Alıştırmalar.
(1) Özlem Alkan K ile yapılan söyleşiye göre romanın ilk baskısı ne zaman tükenmiş?
(2) Özlem Alkan K ile yapılan söyleşiyi, kaldığı yerden devam ettirerek sürdürün.

Söyleşiden bölüm.
------------------------------------------------------------
Yazmak zor ve acı verici oldu
Özlem Alkan K’nın Doğan Kitap tarafından yayımlanan ilk romanı Ağır Bir Şey’in Fazla Gürültü Çıkarmadan Devrilişi, evlilik, cinsellik, yakınlık ve kendi gibi olabilmek kavramlarını açıklık ve cüretle ele alıyor. Yayınlandığı ilk haftada ilk baskısı tükenen roman, dünyanın herhangi bir yerinde rahat edebilecek bir dünya vatandaşı olan, kurulu düzenin tam göbeğinde ama en çok da kendi kafası içinde yaşayan Mine karakteri üzerinden kadın olmanın anlamını sorguluyor. Yazar ile kitabı konuştuk
İyi bir okur olmakla yazar olmak arasında derin bir ilişki var mı? Okurluğunuz sizi yazarlığa ne kadar hazırladı?
Her iyi okur, iyi bir yazar olamayabilir ama bence yazar olmak için nefes kesen metinlerle karşılaşıp “Ben bunu asla yazamam” tevazusuna varmak gerekiyor. İnsanın “Bunu ben de yazarım” dediği noktada önünde okuması gereken daha onlarca kitap olduğunu düşünüyorum. Benim de “Dünyada yazılmış yüzlerce muhteşem roman var, bir roman da ben yazsam ne fark edecek?” safhasından, “Bu romanı yazmak zorundayım” aşamasına gelmek ömrümün büyük bölümünü aldı.
Ağır Bir Şeyin Fazla Gürültü Çıkarmadan Devrilişi’ni yazma süreciniz nasıl gelişti? Ne kadar sürdü?
------------------------------------------------------------
Sıralı veriler.
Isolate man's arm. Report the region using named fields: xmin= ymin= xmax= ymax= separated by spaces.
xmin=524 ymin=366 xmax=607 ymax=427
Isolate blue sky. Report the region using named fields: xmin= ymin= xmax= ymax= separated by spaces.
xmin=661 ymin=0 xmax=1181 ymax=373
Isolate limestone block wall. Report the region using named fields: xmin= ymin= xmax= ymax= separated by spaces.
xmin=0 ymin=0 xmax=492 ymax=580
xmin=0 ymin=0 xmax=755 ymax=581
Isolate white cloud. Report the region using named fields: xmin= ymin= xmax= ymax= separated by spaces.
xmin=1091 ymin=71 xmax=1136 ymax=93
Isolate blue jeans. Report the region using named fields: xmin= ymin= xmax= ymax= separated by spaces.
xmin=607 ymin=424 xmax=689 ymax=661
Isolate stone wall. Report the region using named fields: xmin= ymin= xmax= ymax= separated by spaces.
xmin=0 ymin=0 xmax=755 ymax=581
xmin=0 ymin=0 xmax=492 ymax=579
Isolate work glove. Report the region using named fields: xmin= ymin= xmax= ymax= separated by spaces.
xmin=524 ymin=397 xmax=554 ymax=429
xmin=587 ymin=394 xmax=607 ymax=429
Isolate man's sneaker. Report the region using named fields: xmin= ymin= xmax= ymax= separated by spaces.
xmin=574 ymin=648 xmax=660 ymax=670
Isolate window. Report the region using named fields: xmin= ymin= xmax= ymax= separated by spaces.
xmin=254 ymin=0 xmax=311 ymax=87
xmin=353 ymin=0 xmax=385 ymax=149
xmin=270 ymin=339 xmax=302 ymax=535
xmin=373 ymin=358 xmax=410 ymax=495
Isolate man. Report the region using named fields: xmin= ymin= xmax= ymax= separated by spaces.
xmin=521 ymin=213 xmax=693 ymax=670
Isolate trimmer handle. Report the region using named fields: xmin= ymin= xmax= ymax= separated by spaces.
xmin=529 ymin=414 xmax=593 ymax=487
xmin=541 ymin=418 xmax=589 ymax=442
------------------------------------------------------------
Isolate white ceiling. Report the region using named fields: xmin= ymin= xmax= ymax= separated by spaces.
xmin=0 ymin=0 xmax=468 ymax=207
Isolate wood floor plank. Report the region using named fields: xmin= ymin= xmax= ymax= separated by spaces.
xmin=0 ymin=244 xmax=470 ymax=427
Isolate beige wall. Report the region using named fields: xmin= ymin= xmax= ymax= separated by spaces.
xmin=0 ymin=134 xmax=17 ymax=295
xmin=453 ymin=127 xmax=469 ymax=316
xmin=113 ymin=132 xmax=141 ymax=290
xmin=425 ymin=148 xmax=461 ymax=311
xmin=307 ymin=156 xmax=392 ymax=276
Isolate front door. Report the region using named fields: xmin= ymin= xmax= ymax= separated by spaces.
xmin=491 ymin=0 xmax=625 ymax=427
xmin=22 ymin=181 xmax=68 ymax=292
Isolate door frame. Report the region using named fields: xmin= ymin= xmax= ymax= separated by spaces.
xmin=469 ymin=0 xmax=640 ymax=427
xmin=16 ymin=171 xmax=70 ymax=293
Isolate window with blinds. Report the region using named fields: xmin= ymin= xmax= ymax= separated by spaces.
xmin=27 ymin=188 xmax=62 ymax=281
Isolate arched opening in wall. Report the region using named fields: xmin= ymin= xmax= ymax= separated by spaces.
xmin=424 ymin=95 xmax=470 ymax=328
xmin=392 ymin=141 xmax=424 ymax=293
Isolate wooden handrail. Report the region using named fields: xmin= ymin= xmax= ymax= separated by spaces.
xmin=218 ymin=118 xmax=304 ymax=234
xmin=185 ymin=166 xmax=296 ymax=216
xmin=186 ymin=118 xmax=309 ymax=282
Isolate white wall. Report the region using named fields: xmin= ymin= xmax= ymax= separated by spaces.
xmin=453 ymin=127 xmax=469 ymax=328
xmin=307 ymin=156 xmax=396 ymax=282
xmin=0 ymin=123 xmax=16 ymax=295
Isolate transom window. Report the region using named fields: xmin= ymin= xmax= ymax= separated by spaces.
------------------------------------------------------------
Sırayla cevaplar.
(1) Yayınlandığı ilk haftada.

(2)
Romana 2011 baharında başladım. 2012 kışı geldiğinde başka hiç çare kalmamış gibi ona sarıldım. Uzun bir zaman, yazmadığımda hayati bir şey kaçırıyormuşum gibi başka işlerden, sosyal etkinliklerden kaçarak yazdım. Bitmesi 2015 baharını buldu. Ben asker gibi günde 2 saat ya da 5 sayfa gibi hedeflerle yazamıyorum. Öyle yapmaya kalkarsam bakıyorum 20 sayfa yazmışım ama hepsi çöp. Ancak kendimi tamamen karakterime bıraktığımda, kendi yaşamımdan kopup romanın âlemine tam olarak girebildiğimde iyi bir metin ortaya çıkıyor. Bu da duygusal ve fiziksel olarak çok sağlam olmayı gerektirdiğinden her gün o ruh haline hazır olamayabiliyorum. Böyle böyle, bazen romana kendimi tamamen bırakarak, bazen de başıma geleceklerden kaçarak ilerliyorum.
Romanda cinselliğin bu kadar önemli bir odak olması yazar olarak size hangi meseleleri ele alma fırsatı verdi?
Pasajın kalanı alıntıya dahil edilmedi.